- WHAT YOU NEED TO DO -
The answer must consist only of the lines from the line with "pixel 332 69" to the line with "pixel 249 359", both included, exactly as they stand below.

- DATA LISTING -
------------------------------------------------------------------------

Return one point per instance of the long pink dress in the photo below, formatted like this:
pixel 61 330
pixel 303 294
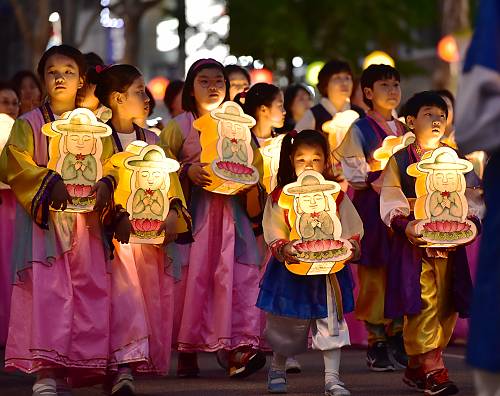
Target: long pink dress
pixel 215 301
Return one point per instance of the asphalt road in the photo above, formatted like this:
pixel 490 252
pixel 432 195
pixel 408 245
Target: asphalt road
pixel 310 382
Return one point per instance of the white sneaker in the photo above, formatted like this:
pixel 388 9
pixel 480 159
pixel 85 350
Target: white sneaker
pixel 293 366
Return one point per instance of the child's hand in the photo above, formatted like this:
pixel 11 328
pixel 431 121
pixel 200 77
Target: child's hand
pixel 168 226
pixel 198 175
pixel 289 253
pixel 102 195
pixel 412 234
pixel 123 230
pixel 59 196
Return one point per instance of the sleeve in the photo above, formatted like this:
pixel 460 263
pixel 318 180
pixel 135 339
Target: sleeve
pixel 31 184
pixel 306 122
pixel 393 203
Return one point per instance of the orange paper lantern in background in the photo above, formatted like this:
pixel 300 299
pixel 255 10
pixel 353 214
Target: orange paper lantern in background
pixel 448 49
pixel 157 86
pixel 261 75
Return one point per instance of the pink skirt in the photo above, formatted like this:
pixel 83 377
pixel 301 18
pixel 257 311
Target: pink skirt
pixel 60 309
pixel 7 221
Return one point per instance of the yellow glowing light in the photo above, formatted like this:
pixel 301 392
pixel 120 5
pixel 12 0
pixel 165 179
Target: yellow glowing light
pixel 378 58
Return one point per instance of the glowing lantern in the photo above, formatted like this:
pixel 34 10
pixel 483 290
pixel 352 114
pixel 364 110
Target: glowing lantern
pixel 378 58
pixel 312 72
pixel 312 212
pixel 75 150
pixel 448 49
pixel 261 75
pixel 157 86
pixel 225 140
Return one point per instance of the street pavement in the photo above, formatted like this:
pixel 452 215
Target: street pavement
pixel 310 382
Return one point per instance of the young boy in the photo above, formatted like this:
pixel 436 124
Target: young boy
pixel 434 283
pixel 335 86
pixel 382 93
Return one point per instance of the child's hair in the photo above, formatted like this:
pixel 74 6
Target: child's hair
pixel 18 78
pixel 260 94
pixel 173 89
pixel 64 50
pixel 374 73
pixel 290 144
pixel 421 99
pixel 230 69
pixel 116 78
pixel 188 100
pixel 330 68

------------------------------------------------------------------------

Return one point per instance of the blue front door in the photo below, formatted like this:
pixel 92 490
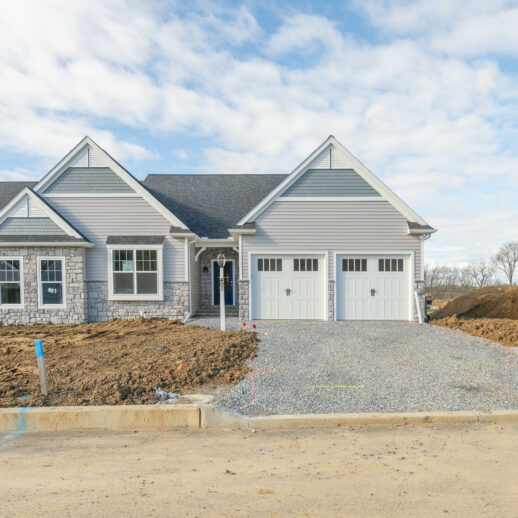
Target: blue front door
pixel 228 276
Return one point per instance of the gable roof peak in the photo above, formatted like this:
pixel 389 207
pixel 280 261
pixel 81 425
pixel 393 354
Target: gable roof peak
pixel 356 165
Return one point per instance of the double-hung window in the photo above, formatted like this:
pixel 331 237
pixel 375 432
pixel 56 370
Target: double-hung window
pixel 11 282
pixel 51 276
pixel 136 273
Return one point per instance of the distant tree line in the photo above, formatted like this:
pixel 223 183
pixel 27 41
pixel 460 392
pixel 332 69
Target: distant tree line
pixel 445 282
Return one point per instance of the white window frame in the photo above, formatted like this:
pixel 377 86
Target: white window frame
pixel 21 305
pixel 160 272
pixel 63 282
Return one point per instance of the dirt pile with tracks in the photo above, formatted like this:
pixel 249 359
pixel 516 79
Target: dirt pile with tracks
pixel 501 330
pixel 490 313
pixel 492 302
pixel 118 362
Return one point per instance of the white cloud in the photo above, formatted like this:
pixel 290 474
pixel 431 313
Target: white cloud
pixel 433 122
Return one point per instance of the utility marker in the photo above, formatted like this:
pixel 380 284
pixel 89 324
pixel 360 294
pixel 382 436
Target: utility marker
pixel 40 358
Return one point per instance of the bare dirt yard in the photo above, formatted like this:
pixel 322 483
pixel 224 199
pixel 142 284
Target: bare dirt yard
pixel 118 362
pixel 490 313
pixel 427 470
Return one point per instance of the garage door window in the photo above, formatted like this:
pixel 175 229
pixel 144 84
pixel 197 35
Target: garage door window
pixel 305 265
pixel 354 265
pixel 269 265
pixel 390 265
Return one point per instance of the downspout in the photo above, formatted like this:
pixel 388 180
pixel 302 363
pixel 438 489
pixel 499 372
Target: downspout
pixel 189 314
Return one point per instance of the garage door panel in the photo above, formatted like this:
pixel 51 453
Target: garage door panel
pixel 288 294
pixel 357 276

------------------------------------------------------------------------

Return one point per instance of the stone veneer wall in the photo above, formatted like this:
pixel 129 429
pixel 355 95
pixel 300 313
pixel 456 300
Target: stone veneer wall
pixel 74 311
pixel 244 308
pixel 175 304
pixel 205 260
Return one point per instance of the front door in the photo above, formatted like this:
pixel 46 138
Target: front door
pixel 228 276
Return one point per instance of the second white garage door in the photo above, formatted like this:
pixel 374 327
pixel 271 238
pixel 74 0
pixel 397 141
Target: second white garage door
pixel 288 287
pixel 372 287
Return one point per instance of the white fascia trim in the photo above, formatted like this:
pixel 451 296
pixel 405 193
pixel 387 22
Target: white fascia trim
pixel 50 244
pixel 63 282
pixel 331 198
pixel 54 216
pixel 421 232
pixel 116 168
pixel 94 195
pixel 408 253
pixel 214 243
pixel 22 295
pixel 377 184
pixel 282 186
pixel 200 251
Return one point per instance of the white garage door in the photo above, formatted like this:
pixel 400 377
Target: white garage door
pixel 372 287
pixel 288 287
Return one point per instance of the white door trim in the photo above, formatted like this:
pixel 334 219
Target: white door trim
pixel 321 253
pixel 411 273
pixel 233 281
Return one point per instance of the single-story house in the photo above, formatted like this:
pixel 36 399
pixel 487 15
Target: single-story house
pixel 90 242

------------------------------------------------------------------------

- EXPECTED ANSWER -
pixel 332 69
Target: distant tree line
pixel 445 282
Return one point per instance of the white window frame in the photo above, formatted like this:
pixel 377 86
Target: white window frame
pixel 21 305
pixel 160 272
pixel 63 282
Return one point per instance of the dirt pile with tracks in the photo above, formatted like this:
pixel 249 359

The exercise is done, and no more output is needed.